**Lesetext**
——————
Wenn ich über die Tabelle scrolle, dann werden die Zellen, welche die Hintergrundfarben gesetzt bekommen immer korrekt dargestellt.
Die Scala ist auch "meistens" da.

Wenn ich aber den Scrollbalken an eine andere Stelle ziehe, dann fehlen alle Scala Zeilen (also die sind einfach schwarz)

--------------------------------------------------------------------------------------------


Wenn ich das jetzt richtig verstehe:
Die Tabelle wird zu beginn einmal initialisiert und dann werden alle Zellen entsprechend befüllt. Also bei mir werden die Hintergrundfarben gesetzt.

Wann wird jetzt bei dem CellRenderer die PaintMethode aufgerufen? Wieso habe ich dann an machen Stellen zwar die Zellen mit den gesetzten Hintergrundfarben, aber die Scala, die in der paintComponent() Methode gezeichnet wird fehlt?
——————
**Extrahierte Angaben**

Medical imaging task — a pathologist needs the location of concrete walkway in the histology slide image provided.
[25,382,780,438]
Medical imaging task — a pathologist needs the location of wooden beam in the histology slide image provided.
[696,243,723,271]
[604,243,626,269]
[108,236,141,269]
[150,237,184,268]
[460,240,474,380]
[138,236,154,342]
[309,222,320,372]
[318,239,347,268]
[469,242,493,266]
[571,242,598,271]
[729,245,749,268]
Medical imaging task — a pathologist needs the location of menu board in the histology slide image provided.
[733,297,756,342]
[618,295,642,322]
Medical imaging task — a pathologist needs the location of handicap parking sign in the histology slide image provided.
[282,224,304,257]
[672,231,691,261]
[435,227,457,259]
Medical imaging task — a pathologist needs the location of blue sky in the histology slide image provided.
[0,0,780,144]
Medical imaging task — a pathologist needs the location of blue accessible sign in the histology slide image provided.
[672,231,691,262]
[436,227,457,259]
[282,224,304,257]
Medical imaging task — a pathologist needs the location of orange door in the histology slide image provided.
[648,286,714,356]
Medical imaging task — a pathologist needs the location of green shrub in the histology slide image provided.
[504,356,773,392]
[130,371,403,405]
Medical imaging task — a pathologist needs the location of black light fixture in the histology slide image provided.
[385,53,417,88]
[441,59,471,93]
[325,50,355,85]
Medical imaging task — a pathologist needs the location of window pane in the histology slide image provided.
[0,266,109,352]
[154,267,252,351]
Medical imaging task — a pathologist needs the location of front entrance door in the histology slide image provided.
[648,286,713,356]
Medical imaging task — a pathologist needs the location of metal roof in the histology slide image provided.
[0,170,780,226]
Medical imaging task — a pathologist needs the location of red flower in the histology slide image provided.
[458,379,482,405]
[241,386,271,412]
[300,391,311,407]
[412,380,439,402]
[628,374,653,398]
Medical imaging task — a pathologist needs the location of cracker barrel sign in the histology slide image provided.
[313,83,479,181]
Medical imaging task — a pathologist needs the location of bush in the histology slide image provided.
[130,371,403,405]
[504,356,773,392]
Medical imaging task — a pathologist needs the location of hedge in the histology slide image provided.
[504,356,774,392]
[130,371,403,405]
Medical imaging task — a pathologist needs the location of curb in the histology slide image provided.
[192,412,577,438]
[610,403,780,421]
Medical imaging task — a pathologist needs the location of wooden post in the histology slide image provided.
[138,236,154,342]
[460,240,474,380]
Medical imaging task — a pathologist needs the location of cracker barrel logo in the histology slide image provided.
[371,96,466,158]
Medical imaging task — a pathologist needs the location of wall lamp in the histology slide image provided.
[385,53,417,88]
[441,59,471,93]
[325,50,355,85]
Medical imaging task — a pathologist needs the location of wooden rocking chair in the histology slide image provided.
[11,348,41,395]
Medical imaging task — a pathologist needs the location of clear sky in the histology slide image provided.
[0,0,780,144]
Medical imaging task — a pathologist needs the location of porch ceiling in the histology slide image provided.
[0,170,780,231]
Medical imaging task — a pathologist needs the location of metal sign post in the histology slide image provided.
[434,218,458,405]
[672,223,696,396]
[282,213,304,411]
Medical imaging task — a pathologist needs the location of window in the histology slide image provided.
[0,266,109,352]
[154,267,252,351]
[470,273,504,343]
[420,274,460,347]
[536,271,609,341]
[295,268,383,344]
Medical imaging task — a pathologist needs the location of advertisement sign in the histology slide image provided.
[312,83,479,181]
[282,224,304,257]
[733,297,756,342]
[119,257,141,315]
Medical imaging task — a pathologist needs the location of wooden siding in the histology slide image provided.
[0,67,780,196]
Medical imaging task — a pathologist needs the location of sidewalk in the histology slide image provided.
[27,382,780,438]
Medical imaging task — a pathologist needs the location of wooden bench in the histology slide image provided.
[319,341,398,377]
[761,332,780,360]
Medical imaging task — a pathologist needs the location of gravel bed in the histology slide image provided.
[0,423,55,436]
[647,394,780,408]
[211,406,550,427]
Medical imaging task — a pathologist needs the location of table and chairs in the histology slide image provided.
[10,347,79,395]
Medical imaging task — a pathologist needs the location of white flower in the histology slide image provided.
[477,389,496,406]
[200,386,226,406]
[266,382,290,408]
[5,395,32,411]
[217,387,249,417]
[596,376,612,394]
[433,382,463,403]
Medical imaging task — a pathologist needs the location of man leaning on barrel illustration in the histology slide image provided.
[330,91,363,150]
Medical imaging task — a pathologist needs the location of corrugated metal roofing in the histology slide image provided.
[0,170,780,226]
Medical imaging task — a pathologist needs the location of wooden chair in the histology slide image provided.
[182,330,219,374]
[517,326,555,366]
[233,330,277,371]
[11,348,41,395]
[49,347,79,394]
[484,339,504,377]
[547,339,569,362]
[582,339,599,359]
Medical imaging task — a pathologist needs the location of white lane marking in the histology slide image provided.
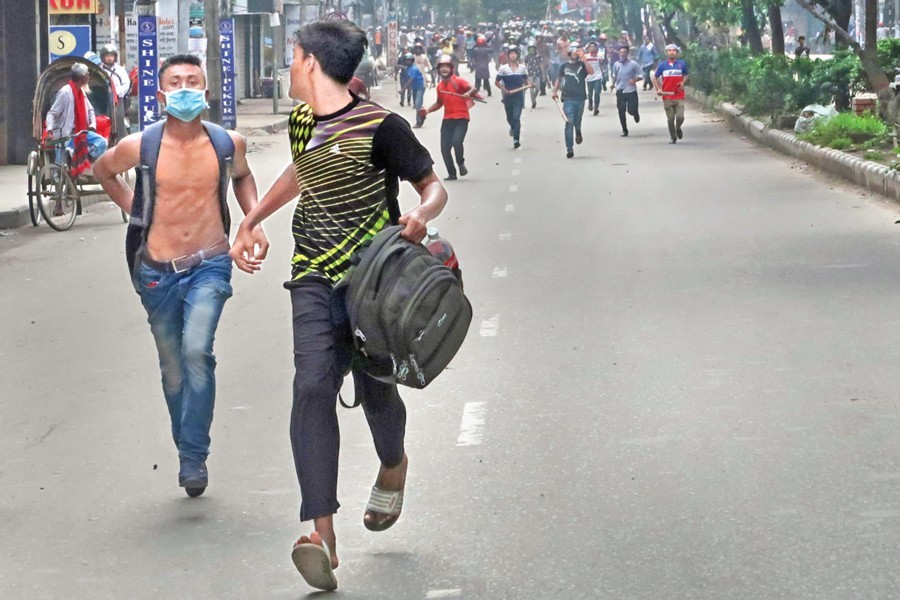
[479,315,500,337]
[425,588,462,600]
[456,402,487,446]
[811,263,870,269]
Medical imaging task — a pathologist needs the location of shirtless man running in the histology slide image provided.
[94,55,268,497]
——————
**Aufgabenstellung**
1 - Was geschieht laut dem Lesetext, wenn der Scrollbalken an eine andere Stelle gezogen wird?
2 - Führe den Lesetext über das Scrollen der Tabelle nach seinem letzten Satz weiter.
Das Material steht für sich und gehört nicht zum Lesetext.

**Lösungen**
1 - Dann fehlen alle Scala-Zeilen, sie sind einfach schwarz.

2 -
Ich hatte eine tolle Lösung  :
Beim Scrollen habe ich einfach die Tabelle immer upgedatet, also alle Zellrenderer neu zeichnen lassen.
Siehe da -> die Scala ist immer da, so wie es sein soll, aber die Tabelle ist sehr sehr lahm.


----------



## Ebenius (26. Mrz 2009)

Zeig mal Deinen paintComponent(...)-Code!

Ebenius


----------



## redbomber (30. Mrz 2009)

Also hier ist mein Code. Ich überprüfe immer ob es sich bei der Zeile um diejenige Zeile handelt,
welche die Scala darstellt (placeholderCell).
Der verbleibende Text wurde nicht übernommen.